Collect each line in the records below that contains the string "trim", copying every such line in full; the match is case-sensitive.

(Rows from a dataset)
------------------------------------------------

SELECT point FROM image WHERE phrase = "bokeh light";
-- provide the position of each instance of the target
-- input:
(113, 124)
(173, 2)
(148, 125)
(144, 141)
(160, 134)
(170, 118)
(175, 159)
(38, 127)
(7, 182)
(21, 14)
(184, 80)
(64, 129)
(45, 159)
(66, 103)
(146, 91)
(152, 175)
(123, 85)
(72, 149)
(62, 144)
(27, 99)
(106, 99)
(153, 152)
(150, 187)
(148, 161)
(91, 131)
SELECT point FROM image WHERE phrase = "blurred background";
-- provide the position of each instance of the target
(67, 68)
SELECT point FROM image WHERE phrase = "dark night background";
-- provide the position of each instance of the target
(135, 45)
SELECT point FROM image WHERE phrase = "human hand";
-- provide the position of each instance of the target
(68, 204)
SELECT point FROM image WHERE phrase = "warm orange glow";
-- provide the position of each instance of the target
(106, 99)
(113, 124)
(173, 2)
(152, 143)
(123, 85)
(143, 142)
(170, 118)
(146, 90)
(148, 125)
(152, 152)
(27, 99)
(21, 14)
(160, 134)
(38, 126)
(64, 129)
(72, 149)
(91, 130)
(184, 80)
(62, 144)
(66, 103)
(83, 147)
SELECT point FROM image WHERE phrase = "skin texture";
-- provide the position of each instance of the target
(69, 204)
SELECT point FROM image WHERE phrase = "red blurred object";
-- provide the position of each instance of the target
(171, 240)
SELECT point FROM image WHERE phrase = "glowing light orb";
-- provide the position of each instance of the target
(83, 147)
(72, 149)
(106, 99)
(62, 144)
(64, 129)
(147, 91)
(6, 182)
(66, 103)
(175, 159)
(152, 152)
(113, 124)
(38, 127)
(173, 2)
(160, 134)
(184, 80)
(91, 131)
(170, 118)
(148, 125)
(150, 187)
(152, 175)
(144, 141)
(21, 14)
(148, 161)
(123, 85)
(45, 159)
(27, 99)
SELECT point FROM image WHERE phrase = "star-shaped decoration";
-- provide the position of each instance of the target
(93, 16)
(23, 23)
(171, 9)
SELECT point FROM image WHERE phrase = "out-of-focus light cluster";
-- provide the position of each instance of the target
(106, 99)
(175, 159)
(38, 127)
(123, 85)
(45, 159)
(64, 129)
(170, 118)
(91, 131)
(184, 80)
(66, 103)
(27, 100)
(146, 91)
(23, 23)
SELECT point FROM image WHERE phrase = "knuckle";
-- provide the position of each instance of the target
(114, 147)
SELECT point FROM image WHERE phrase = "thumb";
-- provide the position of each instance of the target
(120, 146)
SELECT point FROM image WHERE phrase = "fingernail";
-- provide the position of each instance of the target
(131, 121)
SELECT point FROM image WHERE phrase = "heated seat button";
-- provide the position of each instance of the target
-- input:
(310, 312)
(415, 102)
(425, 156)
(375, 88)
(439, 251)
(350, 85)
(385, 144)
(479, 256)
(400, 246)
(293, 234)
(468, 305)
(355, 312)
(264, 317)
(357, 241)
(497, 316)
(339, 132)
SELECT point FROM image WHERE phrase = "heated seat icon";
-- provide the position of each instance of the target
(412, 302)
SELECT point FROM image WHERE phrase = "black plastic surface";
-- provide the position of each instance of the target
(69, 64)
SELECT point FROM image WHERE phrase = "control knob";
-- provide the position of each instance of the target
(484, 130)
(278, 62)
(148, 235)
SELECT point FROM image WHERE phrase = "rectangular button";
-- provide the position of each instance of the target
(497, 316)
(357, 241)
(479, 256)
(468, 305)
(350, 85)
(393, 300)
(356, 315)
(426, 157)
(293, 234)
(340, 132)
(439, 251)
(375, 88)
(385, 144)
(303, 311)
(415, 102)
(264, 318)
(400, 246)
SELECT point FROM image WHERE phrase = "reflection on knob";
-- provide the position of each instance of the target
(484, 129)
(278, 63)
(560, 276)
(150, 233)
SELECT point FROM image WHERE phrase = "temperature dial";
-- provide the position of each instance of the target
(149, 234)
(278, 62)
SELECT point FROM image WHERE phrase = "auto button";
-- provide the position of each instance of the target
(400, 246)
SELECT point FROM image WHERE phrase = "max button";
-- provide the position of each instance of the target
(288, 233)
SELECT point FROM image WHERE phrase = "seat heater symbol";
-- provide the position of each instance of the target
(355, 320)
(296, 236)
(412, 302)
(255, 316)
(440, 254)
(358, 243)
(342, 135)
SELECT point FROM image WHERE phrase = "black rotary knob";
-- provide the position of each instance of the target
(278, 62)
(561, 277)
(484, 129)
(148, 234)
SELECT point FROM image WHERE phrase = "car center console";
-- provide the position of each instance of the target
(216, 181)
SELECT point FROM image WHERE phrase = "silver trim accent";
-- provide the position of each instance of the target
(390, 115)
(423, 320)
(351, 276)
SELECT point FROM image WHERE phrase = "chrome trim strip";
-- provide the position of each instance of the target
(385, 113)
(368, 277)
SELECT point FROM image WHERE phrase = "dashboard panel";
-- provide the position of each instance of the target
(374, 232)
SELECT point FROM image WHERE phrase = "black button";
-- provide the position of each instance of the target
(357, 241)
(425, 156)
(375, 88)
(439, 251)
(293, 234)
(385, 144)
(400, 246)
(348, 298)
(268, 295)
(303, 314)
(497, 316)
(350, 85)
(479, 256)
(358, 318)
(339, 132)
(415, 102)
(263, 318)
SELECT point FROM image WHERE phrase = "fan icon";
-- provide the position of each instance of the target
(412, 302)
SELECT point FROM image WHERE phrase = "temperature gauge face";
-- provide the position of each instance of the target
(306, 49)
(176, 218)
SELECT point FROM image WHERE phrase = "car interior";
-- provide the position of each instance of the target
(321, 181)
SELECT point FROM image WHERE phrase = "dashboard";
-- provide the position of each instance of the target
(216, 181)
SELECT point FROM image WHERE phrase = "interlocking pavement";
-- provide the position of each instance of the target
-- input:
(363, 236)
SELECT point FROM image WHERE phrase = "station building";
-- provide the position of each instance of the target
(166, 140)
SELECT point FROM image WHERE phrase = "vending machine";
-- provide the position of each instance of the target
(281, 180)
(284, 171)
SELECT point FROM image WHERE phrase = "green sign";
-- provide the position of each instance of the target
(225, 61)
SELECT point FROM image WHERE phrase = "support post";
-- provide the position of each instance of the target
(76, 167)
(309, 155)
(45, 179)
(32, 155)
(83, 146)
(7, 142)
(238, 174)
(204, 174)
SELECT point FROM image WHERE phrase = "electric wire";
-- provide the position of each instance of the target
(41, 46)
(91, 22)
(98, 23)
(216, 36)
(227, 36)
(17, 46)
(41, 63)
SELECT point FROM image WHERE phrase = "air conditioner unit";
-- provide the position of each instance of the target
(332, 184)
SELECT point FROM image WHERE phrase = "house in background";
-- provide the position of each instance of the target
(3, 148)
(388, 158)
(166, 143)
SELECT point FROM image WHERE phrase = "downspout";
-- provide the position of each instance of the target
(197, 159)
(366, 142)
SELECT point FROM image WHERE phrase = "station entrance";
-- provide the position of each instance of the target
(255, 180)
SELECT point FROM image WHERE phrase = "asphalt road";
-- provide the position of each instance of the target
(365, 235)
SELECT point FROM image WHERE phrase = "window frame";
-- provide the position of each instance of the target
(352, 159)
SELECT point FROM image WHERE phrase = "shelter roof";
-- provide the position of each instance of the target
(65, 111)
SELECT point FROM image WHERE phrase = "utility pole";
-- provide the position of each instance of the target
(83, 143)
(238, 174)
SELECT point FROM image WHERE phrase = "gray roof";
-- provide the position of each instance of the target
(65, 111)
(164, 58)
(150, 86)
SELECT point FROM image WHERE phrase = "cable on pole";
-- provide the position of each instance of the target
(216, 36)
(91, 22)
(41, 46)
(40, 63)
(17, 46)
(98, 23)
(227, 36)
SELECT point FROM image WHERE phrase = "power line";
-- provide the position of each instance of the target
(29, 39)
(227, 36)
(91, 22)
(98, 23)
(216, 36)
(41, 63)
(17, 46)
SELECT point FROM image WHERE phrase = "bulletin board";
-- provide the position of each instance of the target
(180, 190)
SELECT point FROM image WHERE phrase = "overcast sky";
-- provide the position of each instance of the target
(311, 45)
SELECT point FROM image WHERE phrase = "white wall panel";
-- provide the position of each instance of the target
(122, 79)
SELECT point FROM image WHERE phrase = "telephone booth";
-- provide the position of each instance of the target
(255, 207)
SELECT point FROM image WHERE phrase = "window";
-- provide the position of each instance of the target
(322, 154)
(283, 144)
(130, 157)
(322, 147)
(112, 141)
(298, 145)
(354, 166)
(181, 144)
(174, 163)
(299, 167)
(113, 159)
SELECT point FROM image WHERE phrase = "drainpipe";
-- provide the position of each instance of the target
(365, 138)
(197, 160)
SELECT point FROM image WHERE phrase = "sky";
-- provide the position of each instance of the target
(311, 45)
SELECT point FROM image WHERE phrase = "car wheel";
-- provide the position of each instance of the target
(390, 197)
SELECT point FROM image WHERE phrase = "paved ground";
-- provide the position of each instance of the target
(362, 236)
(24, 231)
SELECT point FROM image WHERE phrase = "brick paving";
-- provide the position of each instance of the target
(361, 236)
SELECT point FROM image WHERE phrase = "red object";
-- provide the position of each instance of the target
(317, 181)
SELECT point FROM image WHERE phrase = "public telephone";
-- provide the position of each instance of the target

------------------------------------------------

### EXERCISE RESULT
SELECT point FROM image WHERE phrase = "silver trim accent";
SELECT point FROM image WHERE phrase = "chrome trim strip";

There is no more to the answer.